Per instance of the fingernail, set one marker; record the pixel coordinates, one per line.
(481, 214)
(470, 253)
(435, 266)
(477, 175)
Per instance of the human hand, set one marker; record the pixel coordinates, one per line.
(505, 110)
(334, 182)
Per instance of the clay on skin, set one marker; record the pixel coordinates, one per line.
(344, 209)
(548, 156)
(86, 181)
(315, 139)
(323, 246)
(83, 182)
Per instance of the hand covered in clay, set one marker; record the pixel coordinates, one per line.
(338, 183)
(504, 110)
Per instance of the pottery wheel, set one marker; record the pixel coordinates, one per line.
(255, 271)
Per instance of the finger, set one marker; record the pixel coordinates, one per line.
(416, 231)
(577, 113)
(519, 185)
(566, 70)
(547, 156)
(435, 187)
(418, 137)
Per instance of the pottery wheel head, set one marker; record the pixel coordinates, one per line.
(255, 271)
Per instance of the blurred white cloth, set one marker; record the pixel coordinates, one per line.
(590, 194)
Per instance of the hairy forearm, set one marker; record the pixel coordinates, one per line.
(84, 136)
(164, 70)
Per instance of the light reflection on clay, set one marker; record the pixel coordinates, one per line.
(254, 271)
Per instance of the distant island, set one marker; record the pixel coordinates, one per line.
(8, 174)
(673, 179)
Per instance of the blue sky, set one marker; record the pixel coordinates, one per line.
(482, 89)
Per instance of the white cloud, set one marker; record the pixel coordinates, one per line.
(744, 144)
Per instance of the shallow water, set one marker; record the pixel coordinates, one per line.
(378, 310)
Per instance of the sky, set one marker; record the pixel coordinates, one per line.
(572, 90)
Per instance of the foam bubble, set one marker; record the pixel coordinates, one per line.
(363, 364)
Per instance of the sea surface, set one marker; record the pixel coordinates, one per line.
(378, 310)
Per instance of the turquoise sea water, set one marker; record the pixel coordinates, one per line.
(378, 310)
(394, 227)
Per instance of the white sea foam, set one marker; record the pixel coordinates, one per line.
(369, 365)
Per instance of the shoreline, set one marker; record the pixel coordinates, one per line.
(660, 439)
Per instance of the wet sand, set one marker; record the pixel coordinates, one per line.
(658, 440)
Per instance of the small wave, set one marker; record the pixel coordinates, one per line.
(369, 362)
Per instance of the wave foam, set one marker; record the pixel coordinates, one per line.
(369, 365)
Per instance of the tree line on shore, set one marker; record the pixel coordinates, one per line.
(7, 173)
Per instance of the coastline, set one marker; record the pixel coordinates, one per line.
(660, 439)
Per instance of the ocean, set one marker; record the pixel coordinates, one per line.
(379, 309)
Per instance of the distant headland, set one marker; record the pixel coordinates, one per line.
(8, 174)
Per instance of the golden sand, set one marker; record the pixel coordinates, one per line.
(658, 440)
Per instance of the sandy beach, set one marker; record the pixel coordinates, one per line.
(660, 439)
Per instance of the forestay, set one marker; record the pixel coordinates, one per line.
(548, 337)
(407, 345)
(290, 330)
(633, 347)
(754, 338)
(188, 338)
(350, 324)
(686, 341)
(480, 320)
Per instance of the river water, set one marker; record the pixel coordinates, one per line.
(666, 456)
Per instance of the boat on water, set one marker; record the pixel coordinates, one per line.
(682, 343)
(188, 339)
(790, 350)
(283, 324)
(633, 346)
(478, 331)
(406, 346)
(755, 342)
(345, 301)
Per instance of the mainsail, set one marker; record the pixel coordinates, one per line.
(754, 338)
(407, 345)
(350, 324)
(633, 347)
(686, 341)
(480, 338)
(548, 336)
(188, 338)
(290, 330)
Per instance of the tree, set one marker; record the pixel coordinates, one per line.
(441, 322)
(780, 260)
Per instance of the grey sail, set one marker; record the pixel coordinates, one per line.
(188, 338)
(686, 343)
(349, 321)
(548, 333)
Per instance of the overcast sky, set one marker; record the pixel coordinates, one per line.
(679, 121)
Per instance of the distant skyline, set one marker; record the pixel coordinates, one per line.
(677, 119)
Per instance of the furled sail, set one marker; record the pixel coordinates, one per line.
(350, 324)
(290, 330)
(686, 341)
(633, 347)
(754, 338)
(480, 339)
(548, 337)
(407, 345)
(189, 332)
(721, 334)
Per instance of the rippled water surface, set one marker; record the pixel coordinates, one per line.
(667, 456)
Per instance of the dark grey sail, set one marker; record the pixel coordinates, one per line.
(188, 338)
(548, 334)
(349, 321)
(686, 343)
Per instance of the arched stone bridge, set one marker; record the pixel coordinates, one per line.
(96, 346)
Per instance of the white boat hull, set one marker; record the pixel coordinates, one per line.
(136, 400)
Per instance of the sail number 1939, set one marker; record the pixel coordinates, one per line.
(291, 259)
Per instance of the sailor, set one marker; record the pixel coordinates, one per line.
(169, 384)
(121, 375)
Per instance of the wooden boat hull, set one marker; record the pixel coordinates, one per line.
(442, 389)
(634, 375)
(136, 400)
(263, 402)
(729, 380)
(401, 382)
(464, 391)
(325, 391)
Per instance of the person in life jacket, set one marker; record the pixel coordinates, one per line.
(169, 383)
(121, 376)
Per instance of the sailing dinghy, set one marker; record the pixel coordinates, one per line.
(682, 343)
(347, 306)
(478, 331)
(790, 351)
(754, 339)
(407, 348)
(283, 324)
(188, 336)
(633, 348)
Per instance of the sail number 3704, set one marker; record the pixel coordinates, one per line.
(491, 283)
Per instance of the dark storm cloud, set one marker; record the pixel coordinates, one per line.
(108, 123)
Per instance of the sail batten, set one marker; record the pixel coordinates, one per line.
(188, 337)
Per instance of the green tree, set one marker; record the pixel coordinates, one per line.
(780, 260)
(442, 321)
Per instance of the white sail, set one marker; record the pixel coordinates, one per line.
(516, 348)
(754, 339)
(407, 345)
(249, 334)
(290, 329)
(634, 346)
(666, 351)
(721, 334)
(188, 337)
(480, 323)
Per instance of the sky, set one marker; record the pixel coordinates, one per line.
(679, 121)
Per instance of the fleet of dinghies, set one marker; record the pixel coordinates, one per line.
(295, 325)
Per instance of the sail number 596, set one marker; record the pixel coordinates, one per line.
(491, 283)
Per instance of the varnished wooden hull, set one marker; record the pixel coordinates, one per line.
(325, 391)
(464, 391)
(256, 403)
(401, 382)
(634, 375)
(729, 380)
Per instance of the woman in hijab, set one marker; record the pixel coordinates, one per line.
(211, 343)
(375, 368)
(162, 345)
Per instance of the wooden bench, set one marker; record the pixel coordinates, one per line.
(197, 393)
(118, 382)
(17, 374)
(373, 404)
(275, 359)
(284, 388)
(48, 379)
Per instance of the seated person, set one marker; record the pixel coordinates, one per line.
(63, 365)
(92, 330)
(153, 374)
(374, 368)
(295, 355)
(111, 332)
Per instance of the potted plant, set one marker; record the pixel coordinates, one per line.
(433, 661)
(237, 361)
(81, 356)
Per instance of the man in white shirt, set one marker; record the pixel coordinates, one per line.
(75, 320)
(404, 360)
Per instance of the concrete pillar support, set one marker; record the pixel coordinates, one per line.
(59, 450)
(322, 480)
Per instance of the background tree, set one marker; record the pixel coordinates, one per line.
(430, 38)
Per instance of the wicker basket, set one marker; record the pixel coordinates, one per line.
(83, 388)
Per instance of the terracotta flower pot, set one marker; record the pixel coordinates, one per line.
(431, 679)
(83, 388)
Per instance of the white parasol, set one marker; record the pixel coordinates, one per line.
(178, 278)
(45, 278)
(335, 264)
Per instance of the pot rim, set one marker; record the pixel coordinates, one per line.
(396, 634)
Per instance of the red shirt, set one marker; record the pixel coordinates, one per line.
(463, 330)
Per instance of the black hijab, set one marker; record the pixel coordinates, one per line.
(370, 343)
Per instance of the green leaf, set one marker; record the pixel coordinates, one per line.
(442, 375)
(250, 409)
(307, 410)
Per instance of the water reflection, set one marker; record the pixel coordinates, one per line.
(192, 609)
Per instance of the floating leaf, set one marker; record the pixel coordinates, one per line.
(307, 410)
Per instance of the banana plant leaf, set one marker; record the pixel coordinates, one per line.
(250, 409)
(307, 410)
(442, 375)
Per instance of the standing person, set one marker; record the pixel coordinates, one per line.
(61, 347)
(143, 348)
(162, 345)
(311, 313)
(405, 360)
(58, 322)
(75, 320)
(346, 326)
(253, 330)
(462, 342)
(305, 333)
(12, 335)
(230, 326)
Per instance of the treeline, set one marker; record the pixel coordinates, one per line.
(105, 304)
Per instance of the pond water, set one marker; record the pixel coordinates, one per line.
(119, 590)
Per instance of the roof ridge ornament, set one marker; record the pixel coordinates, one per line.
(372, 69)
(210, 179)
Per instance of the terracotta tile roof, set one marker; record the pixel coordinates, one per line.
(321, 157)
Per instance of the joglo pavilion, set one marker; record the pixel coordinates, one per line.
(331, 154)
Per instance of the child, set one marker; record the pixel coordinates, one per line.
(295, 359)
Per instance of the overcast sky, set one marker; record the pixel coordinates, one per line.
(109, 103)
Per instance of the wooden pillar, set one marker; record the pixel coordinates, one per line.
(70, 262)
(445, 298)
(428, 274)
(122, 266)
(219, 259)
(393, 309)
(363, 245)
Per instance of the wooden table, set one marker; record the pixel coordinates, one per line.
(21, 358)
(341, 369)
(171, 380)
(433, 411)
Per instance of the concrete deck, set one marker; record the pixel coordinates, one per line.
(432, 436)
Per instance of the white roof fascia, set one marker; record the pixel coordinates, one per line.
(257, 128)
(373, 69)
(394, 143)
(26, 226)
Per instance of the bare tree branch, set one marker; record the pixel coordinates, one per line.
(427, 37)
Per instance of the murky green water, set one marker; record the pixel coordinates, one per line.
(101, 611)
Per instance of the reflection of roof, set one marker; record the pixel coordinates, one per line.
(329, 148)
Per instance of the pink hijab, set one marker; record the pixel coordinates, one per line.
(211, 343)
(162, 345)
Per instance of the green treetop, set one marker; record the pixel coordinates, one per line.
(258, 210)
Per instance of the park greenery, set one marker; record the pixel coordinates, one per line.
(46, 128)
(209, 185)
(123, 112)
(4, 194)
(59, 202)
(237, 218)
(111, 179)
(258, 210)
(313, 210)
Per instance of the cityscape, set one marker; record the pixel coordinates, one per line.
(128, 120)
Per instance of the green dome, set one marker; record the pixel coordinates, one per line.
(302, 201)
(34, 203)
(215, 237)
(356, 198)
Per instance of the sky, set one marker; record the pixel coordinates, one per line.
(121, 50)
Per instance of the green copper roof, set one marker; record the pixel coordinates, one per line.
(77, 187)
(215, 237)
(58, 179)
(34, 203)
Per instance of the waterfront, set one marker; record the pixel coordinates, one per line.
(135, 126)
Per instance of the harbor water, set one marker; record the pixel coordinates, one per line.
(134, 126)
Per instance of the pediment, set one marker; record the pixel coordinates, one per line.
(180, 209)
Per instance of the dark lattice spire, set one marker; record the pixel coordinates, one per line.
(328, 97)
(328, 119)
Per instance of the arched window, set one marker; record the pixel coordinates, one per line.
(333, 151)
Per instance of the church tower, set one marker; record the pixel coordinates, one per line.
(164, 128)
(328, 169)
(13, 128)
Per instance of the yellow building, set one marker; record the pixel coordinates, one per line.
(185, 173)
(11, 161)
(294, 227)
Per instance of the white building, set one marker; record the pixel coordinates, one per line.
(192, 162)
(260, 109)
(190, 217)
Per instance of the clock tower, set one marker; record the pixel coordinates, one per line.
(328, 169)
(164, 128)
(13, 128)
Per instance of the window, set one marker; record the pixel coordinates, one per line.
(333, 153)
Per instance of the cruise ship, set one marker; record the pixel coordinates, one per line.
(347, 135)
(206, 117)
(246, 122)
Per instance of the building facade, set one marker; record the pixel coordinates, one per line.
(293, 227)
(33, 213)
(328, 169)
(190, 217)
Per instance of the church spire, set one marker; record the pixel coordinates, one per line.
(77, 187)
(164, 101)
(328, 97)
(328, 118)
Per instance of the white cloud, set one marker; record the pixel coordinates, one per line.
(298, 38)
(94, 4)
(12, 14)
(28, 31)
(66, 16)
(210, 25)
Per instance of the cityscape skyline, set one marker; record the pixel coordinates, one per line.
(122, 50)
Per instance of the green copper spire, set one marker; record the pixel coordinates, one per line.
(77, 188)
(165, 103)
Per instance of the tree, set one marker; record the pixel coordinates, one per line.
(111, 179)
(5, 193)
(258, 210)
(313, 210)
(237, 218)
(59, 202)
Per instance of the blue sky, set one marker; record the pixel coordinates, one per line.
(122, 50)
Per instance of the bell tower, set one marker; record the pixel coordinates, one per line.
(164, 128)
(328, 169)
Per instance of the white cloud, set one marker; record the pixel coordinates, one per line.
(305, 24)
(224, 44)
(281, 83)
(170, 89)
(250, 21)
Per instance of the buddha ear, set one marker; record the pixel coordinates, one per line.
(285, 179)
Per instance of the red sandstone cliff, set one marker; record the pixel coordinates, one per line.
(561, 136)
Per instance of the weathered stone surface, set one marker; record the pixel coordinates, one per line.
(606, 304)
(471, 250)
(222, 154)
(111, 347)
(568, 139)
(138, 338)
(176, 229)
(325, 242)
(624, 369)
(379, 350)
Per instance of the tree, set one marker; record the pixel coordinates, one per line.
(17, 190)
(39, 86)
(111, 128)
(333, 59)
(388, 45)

::::::::::

GIVEN REQUEST:
Print exactly the lines above, starting at the line that contains "Per instance of the white building, set" and ending with the last line of the records, both included.

SOLUTION TO THIS EXERCISE:
Per instance of the white building, set one marker; record the pixel coordinates, one per line.
(192, 162)
(260, 109)
(190, 217)
Per instance of the clock tower, set one marker; record the pixel coordinates, one per line.
(328, 169)
(164, 128)
(13, 128)
Per instance of the window, set one marker; record the pixel coordinates, one per line.
(333, 153)
Per instance of the cruise ship, set one marker; record the pixel coordinates, one per line.
(347, 135)
(206, 117)
(246, 122)
Per instance of the building facade, set one marker; record the pixel coordinates, one per line.
(293, 227)
(33, 213)
(328, 169)
(190, 217)
Per instance of the church spire, set one marker; record the pixel coordinates, one per line.
(77, 187)
(164, 101)
(328, 97)
(328, 118)
Per instance of the white cloud, set one marker; record the pixel coordinates, one per line.
(298, 38)
(94, 4)
(12, 14)
(28, 31)
(66, 16)
(210, 25)
Per instance of the cityscape skyline, set one marker; record the pixel coordinates, one per line.
(122, 50)
Per instance of the green copper spire, set one marker; record the pixel coordinates, one per line.
(77, 188)
(165, 103)
Per instance of the tree, set one marker; record the pixel coordinates, one per line.
(111, 179)
(5, 193)
(258, 210)
(313, 210)
(237, 218)
(59, 202)
Per instance of the blue sky, set one marker; record the pixel coordinates, one per line.
(122, 50)
Per instance of the bell tower, set one marker; record the pixel coordinates, one per line.
(164, 128)
(328, 169)
Per instance of the white cloud, set one marker; record the pixel coordinates, one per line.
(305, 24)
(224, 44)
(281, 83)
(170, 89)
(250, 21)
Per instance of the buddha ear, set one marker; record the pixel coordinates, one per line.
(285, 179)
Per instance of the red sandstone cliff, set one marker; record the pixel coordinates, one per line.
(561, 136)
Per instance of the weathered stone surface, set one marker; record the pixel coordinates, one per line.
(606, 304)
(471, 250)
(222, 154)
(111, 347)
(568, 139)
(138, 338)
(176, 229)
(325, 242)
(624, 369)
(379, 350)
Per instance of the tree, set one marker; record the pixel coordinates, one per line.
(17, 190)
(39, 86)
(111, 128)
(333, 59)
(388, 45)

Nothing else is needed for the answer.